[Saved data entries]
BEGIN

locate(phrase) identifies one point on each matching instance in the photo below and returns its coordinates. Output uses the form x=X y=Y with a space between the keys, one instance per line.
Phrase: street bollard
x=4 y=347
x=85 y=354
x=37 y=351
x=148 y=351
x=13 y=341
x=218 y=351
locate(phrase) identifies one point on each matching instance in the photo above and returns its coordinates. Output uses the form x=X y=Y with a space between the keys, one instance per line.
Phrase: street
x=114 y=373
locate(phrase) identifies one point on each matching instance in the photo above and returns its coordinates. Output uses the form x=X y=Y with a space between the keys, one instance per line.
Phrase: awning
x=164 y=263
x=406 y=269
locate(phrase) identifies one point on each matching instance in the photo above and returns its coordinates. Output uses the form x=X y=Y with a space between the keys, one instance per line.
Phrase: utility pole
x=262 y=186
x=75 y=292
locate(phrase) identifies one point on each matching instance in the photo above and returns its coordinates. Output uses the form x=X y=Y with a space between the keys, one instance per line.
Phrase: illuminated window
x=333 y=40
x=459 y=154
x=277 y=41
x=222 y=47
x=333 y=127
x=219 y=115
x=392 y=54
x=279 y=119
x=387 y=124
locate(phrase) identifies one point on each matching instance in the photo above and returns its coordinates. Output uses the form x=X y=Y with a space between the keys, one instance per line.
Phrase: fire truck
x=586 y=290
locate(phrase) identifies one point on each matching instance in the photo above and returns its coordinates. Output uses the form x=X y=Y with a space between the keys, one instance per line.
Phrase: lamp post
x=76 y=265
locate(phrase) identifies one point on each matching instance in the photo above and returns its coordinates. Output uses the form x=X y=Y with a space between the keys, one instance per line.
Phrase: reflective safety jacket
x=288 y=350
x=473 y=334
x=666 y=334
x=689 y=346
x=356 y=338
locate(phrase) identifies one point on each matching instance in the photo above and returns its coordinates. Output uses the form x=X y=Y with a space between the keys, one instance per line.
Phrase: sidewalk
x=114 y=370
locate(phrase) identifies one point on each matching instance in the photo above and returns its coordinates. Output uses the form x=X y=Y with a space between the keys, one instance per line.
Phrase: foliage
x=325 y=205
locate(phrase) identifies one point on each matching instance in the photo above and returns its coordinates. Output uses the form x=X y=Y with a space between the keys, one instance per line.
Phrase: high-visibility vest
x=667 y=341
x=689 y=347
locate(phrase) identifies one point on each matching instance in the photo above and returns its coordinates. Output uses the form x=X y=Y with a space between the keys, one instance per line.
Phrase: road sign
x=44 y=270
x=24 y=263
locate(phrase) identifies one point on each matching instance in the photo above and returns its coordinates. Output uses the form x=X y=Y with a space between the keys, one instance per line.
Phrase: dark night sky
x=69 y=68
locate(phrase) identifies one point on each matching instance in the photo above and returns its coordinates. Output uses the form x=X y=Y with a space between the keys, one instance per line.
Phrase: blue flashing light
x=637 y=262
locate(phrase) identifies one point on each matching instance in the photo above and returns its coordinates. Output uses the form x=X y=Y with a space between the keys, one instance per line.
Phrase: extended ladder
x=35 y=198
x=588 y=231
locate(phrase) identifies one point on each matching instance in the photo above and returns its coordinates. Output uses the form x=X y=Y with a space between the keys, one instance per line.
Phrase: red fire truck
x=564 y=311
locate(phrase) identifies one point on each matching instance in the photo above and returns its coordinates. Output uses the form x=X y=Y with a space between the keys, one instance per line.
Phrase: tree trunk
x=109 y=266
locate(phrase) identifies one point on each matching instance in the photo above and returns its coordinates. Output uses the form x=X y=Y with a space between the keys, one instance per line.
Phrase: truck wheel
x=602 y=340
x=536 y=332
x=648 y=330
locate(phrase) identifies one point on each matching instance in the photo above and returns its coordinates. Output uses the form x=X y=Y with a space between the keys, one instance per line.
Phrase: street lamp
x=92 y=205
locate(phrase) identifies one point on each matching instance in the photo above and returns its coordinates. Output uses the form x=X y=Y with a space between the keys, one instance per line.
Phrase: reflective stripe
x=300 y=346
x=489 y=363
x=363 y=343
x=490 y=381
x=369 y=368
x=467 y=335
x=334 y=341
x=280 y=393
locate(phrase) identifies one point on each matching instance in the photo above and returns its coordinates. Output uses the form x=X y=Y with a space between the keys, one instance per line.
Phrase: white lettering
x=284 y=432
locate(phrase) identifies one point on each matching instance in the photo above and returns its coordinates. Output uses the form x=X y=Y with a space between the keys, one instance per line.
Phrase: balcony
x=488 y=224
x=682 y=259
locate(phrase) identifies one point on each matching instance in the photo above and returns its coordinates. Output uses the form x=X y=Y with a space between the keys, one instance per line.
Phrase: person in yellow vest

END

> [WORK INSTRUCTION] Print out all the entries above exactly.

> [SOLUTION TO THIS TASK]
locate(phrase) identifies one point on each matching instance in the photo below and returns its coordinates. Output uses the form x=X y=Y with a space between the keys, one instance per line.
Phrase: street bollard
x=4 y=347
x=85 y=354
x=37 y=351
x=148 y=351
x=13 y=341
x=218 y=351
locate(phrase) identifies one point on each matching instance in the photo above and returns its coordinates. Output uses the form x=X y=Y with a space between the keys, one instance per line.
Phrase: street
x=114 y=373
locate(phrase) identifies one point on each matching instance in the photo above and returns its coordinates. Output uses the form x=X y=Y with a space between the keys, one instance per line.
Phrase: awning
x=164 y=263
x=406 y=269
locate(phrase) identifies one point on each matching instance in the photo above and returns its coordinates. Output uses the form x=X y=Y with a space between the keys, one instance per line.
Phrase: utility pole
x=262 y=186
x=75 y=292
locate(phrase) identifies one point on each matching instance in the photo above and returns its coordinates. Output uses the form x=X y=Y with a space between the keys, one instance per line.
Phrase: illuminated window
x=333 y=40
x=459 y=154
x=277 y=41
x=222 y=47
x=333 y=127
x=219 y=115
x=392 y=54
x=279 y=119
x=387 y=124
locate(phrase) identifies one point on each matching instance in the photo above and returns its coordinates. Output uses the form x=X y=Y with a space between the keys, one instance per line.
Phrase: fire truck
x=586 y=290
locate(phrase) identifies one point on each matching instance in the photo above and returns its coordinates. Output uses the form x=X y=Y with a space between the keys, one instance per line.
Phrase: lamp post
x=76 y=265
locate(phrase) identifies one point on each matching instance in the photo above and returns its coordinates. Output uses the form x=X y=Y with a space between the keys, one instance per line.
Phrase: reflective safety jacket
x=288 y=350
x=473 y=334
x=666 y=334
x=689 y=346
x=356 y=338
locate(phrase) identifies one point on each matching instance in the photo above and returns its coordinates. Output uses the form x=X y=Y with a space between the keys, one instance per line.
Phrase: sidewalk
x=114 y=370
locate(phrase) identifies one point on each matching instance in the photo above and returns its coordinates. Output uses the form x=X y=Y with a space between the keys, one instance per line.
Phrase: foliage
x=325 y=205
locate(phrase) identifies one point on each matching instance in the photo above and returns its coordinates. Output uses the form x=X y=Y with a space between the keys, one instance per line.
Phrase: high-visibility vest
x=667 y=341
x=689 y=347
locate(phrase) identifies one point on each matching instance in the photo above and returns its coordinates. Output uses the form x=X y=Y with a space between the keys, one instance per line.
Phrase: road sign
x=44 y=270
x=24 y=263
locate(phrase) identifies one point on each matching instance in the photo above and returns its coordinates. Output uses the form x=X y=Y with a space between the keys, one instance per line.
Phrase: dark night sky
x=69 y=68
locate(phrase) identifies one point on each matching instance in the photo above and returns its coordinates. Output uses the form x=X y=Y with a space between the keys, one instance per line.
Phrase: blue flashing light
x=637 y=262
locate(phrase) identifies one point on each matching instance in the photo above and returns its coordinates. Output uses the form x=X y=Y with a space between the keys, one instance per line.
Phrase: extended ladder
x=35 y=198
x=588 y=231
locate(phrase) identifies one point on each matching instance in the photo above and returns its coordinates. Output uses the form x=X y=Y with a space between the keys, one instance per line.
Phrase: red fire truck
x=564 y=311
locate(phrase) identifies one point on each matching instance in the photo above and returns its coordinates. Output uses the form x=X y=Y with a space between the keys, one instance per line.
Phrase: tree trunk
x=109 y=266
locate(phrase) identifies one point on each matching instance in the photo above and returns its coordinates. Output uses the form x=X y=Y with a space between the keys, one instance per line.
Phrase: truck wheel
x=602 y=340
x=536 y=332
x=648 y=330
locate(phrase) identifies one point on each matching instance in the photo above and returns its coordinates. Output uses the form x=X y=Y with a space between the keys, one instance per line.
Phrase: street lamp
x=92 y=205
locate(phrase) identifies one point on each matching instance in the photo above and returns its coordinates. Output uses the form x=X y=Y with a space between the keys, one instance per line.
Phrase: reflective stripe
x=300 y=346
x=489 y=363
x=363 y=343
x=490 y=381
x=369 y=368
x=467 y=335
x=334 y=341
x=280 y=393
locate(phrase) identifies one point on each matching instance in the photo above and returns its coordinates. Output uses the form x=X y=Y with a space between the keys, one instance per line.
Phrase: white lettering
x=284 y=432
locate(phrase) identifies one point on each matching instance in the photo above and returns its coordinates. Output uses the form x=X y=Y with a space between the keys, one instance per line.
Phrase: balcony
x=488 y=224
x=682 y=259
locate(phrase) identifies one point on each matching instance in the photo above and returns its coordinates. Output uses the form x=X y=Y with a space between the keys, one instance per line.
Phrase: person in yellow vest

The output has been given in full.